◆ TASK OBJECTIVE
Update the material below by changing every "Target" to "Object" and keeping everything else the same. Leave the pictures out of your answer.

◆ GIVEN RECORDS
════════════════
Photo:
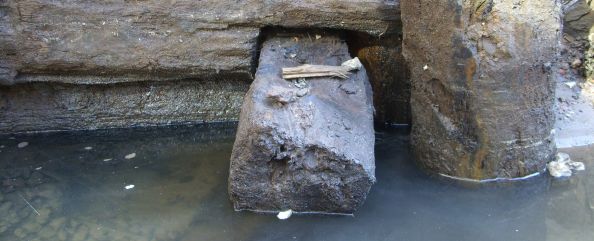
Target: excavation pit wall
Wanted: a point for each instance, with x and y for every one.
(72, 101)
(122, 64)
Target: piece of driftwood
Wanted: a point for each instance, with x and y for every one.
(309, 71)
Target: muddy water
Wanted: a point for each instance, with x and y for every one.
(73, 187)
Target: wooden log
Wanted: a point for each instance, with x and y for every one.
(304, 145)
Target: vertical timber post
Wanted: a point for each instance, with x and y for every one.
(482, 93)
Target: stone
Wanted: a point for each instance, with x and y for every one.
(483, 108)
(313, 153)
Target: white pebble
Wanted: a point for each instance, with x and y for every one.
(284, 214)
(131, 155)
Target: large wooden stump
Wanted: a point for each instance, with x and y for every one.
(305, 145)
(482, 95)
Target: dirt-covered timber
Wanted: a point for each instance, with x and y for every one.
(116, 41)
(482, 95)
(305, 145)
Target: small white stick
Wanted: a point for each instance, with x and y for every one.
(29, 205)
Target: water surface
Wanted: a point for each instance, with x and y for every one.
(71, 186)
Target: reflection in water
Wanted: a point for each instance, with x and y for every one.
(72, 187)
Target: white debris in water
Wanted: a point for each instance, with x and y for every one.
(564, 166)
(284, 214)
(131, 155)
(570, 84)
(352, 64)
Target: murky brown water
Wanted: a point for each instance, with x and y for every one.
(57, 188)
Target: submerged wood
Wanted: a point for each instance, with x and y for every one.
(305, 146)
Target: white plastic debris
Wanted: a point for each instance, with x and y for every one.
(564, 166)
(352, 64)
(284, 214)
════════════════
◆ THE ANSWER
Photo:
Object: excavation pit wall
Wanted: a point for each instance, with x and y for every one.
(72, 101)
(122, 64)
Object: piece of driftwood
Wanted: a point for each instance, with x and y for every one.
(309, 71)
Object: muddy water
Wanted: a point for each instance, with x and y for every one.
(73, 187)
Object: wooden log
Wanted: a point for each instance, with x and y for every one.
(304, 145)
Object: vertical timber post
Wanted: a point for each instance, with x and y for every one.
(482, 93)
Object: stone
Wanted: a point for each instance, with x and y for every one.
(483, 108)
(313, 153)
Object: white pebble
Wanted: a point for each instance, with x and y for every one.
(284, 214)
(131, 155)
Object: large wooden stump
Wanted: a point for each instance, with x and y for every one.
(305, 145)
(482, 95)
Object: dirt-covered timber
Wanted: a point for each instance, with x and y for every one.
(116, 41)
(482, 95)
(305, 145)
Object: small white stick
Wanted: a point for each instance, with x and y for every one.
(29, 205)
Object: water surface
Wanted: a point for each instance, with x and y for every one.
(71, 186)
Object: reflection in water
Wanted: a point for each instance, with x and y for every one.
(72, 187)
Object: white debris in water
Wanted: a point for each instance, with x and y for every one.
(564, 166)
(284, 214)
(131, 155)
(570, 84)
(352, 64)
Object: murky brown water
Wanted: a point for each instance, with x and y for every one.
(57, 188)
Object: submerged wood
Wanted: a point for each instance, with x and y for every one.
(305, 146)
Object: white plastic debris
Wanted: a point for each instance, with x and y for every one.
(564, 166)
(352, 64)
(284, 214)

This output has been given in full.